— START OF Stored data —

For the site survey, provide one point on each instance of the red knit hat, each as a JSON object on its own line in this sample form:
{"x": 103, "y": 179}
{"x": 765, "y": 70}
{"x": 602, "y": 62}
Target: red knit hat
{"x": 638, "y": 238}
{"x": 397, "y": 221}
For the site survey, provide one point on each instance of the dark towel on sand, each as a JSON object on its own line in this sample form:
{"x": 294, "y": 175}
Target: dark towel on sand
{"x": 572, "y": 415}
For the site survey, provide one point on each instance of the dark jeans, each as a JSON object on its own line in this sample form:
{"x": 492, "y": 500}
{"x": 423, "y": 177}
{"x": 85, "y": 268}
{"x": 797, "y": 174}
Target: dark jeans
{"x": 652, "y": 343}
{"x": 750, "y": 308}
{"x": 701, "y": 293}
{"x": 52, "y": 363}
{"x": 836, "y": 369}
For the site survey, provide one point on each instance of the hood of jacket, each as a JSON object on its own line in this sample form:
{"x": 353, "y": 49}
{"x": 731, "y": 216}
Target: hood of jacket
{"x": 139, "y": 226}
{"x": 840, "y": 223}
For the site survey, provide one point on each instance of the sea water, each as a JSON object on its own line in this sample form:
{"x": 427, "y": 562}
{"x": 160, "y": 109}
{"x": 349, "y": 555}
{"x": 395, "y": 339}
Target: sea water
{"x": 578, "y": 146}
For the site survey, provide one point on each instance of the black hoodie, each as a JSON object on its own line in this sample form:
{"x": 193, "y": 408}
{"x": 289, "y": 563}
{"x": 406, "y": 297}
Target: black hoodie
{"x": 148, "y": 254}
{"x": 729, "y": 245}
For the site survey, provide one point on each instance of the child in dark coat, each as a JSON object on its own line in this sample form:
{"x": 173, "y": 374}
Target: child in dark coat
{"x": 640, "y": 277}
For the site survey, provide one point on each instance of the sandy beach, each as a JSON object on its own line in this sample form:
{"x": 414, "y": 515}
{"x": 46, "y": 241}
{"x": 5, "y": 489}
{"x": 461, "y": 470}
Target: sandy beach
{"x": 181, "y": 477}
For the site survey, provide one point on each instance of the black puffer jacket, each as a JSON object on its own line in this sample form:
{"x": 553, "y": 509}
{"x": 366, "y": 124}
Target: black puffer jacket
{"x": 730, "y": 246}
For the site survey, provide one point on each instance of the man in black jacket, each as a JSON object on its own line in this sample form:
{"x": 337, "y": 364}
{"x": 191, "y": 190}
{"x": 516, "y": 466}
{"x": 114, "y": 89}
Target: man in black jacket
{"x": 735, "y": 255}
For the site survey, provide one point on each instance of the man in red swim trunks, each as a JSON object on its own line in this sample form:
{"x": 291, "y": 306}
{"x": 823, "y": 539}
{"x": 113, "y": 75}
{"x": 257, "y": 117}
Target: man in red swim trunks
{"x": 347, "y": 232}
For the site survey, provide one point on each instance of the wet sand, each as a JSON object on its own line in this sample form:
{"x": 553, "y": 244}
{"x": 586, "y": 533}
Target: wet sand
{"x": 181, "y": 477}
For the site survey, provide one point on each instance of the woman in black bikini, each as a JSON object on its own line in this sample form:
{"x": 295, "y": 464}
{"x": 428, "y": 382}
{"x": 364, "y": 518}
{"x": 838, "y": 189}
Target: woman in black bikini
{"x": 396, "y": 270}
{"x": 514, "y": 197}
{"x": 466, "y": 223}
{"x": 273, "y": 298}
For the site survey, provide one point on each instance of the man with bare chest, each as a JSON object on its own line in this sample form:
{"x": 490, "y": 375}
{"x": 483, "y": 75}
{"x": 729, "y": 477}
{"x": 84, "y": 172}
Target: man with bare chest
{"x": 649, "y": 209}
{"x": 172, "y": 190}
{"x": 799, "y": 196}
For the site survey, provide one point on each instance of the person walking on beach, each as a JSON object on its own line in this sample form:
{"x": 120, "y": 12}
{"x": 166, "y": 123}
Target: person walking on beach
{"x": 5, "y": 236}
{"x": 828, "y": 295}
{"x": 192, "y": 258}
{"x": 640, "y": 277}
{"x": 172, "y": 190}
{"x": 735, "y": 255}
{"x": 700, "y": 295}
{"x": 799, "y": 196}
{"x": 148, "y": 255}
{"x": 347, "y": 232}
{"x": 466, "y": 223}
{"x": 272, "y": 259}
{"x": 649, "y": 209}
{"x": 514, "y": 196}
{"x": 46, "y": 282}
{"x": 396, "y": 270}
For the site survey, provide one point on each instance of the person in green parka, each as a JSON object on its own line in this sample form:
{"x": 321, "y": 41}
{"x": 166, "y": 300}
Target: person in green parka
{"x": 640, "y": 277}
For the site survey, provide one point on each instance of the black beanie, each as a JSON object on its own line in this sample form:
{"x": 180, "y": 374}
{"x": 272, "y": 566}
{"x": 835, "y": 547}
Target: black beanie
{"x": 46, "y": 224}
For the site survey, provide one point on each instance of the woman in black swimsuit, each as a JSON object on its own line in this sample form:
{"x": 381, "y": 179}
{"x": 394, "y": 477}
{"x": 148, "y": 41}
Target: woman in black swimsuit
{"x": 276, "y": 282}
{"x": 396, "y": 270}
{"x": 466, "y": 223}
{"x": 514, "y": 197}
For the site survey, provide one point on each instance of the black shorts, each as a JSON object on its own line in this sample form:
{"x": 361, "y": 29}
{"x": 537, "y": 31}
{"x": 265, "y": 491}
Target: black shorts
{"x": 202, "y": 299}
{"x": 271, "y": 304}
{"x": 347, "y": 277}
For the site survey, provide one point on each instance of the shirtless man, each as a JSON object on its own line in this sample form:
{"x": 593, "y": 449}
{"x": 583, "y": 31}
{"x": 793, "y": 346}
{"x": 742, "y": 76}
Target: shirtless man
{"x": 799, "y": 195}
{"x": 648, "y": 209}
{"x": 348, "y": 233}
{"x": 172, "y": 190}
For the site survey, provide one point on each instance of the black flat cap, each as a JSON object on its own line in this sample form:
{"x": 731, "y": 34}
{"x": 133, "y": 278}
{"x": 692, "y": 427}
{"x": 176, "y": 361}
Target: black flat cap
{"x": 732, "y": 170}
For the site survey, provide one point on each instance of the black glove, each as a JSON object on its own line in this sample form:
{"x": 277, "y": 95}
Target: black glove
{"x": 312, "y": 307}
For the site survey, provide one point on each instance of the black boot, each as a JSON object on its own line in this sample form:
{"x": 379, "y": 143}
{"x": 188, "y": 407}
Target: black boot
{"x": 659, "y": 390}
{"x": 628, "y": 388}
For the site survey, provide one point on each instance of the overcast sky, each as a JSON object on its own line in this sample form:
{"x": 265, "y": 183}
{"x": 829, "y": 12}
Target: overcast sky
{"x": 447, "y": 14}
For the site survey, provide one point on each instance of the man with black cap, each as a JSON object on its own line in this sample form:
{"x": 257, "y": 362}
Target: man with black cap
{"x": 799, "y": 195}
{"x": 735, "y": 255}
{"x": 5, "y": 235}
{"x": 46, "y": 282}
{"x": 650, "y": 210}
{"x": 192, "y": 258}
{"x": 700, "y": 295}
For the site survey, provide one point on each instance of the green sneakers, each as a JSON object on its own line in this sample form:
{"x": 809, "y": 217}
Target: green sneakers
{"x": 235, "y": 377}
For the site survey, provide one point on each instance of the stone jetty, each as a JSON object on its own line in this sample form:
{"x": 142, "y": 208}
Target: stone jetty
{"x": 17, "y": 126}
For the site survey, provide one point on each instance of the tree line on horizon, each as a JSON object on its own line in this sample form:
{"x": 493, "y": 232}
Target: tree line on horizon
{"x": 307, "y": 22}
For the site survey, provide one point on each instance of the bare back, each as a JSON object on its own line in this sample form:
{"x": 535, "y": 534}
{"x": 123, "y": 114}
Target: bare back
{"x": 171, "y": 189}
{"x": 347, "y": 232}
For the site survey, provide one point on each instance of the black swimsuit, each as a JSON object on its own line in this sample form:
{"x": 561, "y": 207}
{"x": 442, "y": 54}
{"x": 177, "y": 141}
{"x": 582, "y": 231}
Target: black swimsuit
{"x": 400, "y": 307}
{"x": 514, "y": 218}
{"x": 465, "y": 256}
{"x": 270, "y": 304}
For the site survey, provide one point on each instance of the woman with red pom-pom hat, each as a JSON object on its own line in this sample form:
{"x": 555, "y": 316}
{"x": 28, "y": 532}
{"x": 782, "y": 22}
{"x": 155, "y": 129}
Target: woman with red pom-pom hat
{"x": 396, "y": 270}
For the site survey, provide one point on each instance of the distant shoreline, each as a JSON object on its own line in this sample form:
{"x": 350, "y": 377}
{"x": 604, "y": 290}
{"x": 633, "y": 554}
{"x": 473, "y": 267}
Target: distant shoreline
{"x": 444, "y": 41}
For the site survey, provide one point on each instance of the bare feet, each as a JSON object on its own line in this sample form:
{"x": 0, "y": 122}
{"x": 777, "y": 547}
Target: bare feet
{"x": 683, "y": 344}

— END OF Stored data —

__Exercise prompt__
Restate the final lines of the listing above word for word, beginning at the line that contains "bare back, each".

__Expected answer__
For the site survey, provide one point on each instance of the bare back, each as a JSON object on its own line in this sample form:
{"x": 535, "y": 534}
{"x": 123, "y": 114}
Target: bare back
{"x": 171, "y": 189}
{"x": 347, "y": 232}
For the site survey, provide one point on each instance of the black swimsuit, each as a JSON object on its own line in this sample form:
{"x": 561, "y": 207}
{"x": 442, "y": 54}
{"x": 177, "y": 141}
{"x": 582, "y": 231}
Target: black swimsuit
{"x": 400, "y": 307}
{"x": 514, "y": 218}
{"x": 465, "y": 256}
{"x": 270, "y": 304}
For the site survey, provide one point on each instance of the woman with red pom-pom hat, each as a JSON object on its own line in this sample form:
{"x": 555, "y": 316}
{"x": 28, "y": 532}
{"x": 782, "y": 22}
{"x": 155, "y": 129}
Target: woman with red pom-pom hat
{"x": 396, "y": 270}
For the site survey, provide one point on each instance of the distant shoreline, each as a JSON object on its own line in this sample form:
{"x": 350, "y": 377}
{"x": 604, "y": 290}
{"x": 633, "y": 554}
{"x": 473, "y": 267}
Target: distant shoreline
{"x": 444, "y": 41}
For the site survey, provide one point on each instance of the bare feet, each as a JSON object on its own line in this sample form:
{"x": 0, "y": 122}
{"x": 777, "y": 547}
Target: bare feet
{"x": 683, "y": 344}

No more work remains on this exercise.